Répondez à ces questions d'après l'extrait :
1. Dans quelle sous-position se trouve la description résiduelle qui couvre les marchandises en cause ?
2. Quel ouvrage le TCCE cite-t-il au paragraphe 63 de ses motifs, et à quelle page ?
3. Selon le paragraphe [26], lequel des trois arguments apporte une réponse convaincante et définitive ?

— Extrait —
§
1)    La signification du mot « or » utilisé dans la version anglaise de la position no 84.18 est‑elle de nature conjonctive permettant ainsi aux marchandises en cause (qui assurent à la fois des fonctions de réfrigération et de congélation) d’être classées à titre d’« [a]utres » matériel, machines et appareils visés par la sous‑position no 8418.69?

2)    Le fait que les marchandises en cause soient couvertes par la description résiduelle énoncée à la sous‑position n8418.69, et non par aucune autre sous‑position distincte, justifie‑t‑il pour une raison fondée sur le contexte l’exception d’application de la note 3 de la section?

3)    Les composantes de congélation et de réfrigération des marchandises en cause assurent‑elles des fonctions d’égale importance de façon à rendre inapplicable le critère de la fonction principale énoncé à la note 3 de la section?

Première question

[25]           En ce qui concerne la première question, le TCCE a fait état de trois arguments différents à l’appui de sa conclusion selon laquelle la signification du mot « or » dans la version anglaise était de nature conjonctive plutôt que disjonctive, aux fins de l’application de la sous-position no 8418.69. Dans un premier temps, le TCCE a fait remarquer que les textes législatifs utilisaient souvent le mot dans ce sens (au paragraphe 63 des motifs, citant Ruth Sullivan, Sullivan on the Construction of Statutes, 5e éd., Markham: Lexis Nexis (2008), à la page 82); le TCCE a précisé que la position no 8418.69, en raison de sa nature résiduelle, a un objet de nature inclusive; enfin, le TCCE s’est reporté à la version française de la position n84.18 (au paragraphe 64 des motifs, citant le texte français de la position, qui englobe les « autres matériel, machines et appareils pour la production du froid » [caractères gras par le TCC]). Se fondant sur le sens commun, le TCCE a conclu que le mot « or », dans la version anglaise, était de nature conjonctive plutôt que disjonctive.

[26]           Bien que chacun des deux premiers arguments, concernant respectivement les usages normalisés en matière de législation et l’intention du législateur, aurait pu appeler, de manière intelligible et plausible une interprétation inclusive, le troisième argument va plus loin en fournissant une réponse convaincante et définitive à la question qui se pose en l’espèce.
§
— Liste présentée —
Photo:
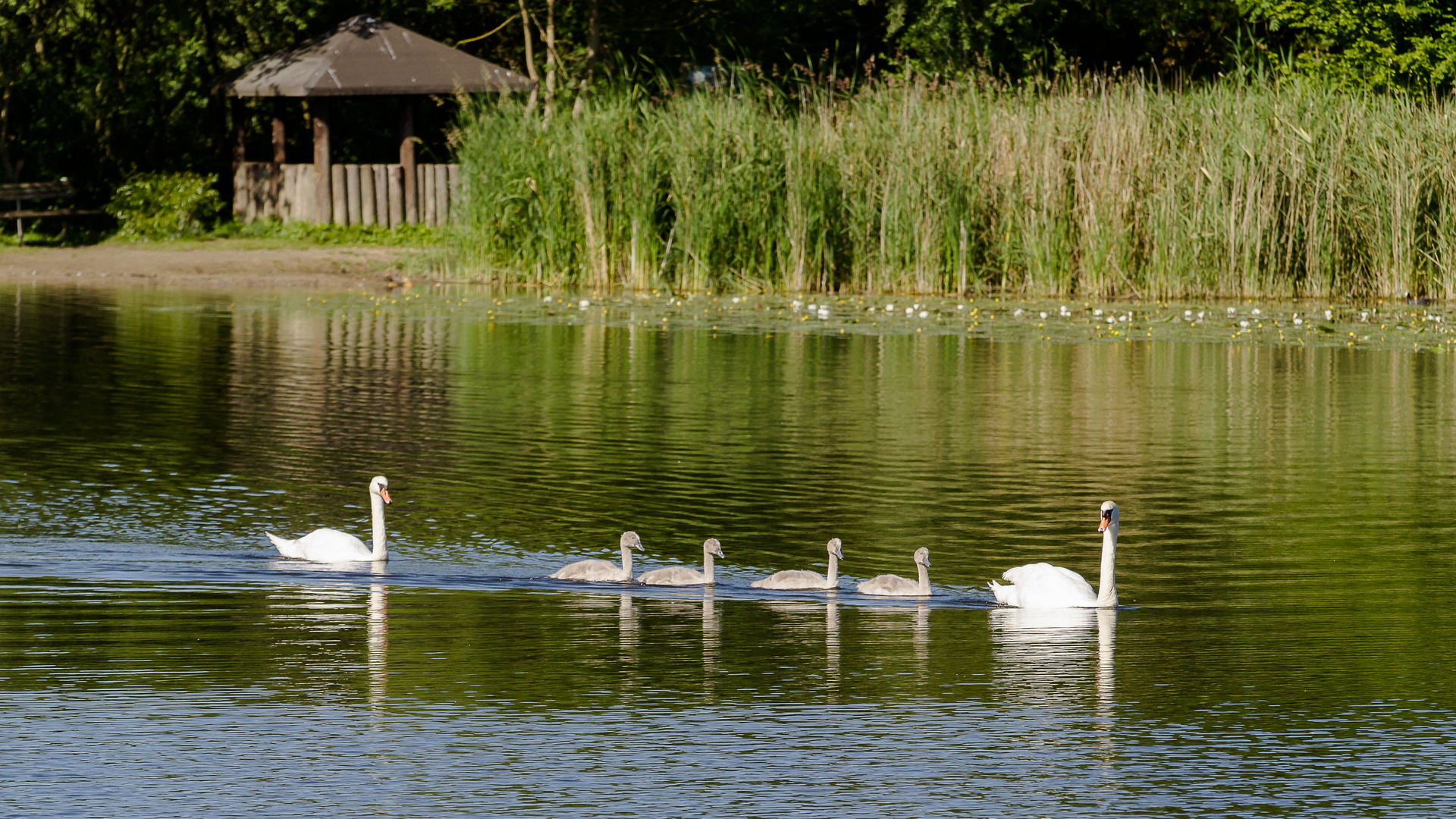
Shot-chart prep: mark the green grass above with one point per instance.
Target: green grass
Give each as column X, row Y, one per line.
column 265, row 234
column 1074, row 187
§
— Réponse —
1. La sous-position no 8418.69.
2. Sullivan on the Construction of Statutes, 5e éd., de Ruth Sullivan, à la page 82.
3. Le troisième, soit le renvoi à la version française de la position no 84.18.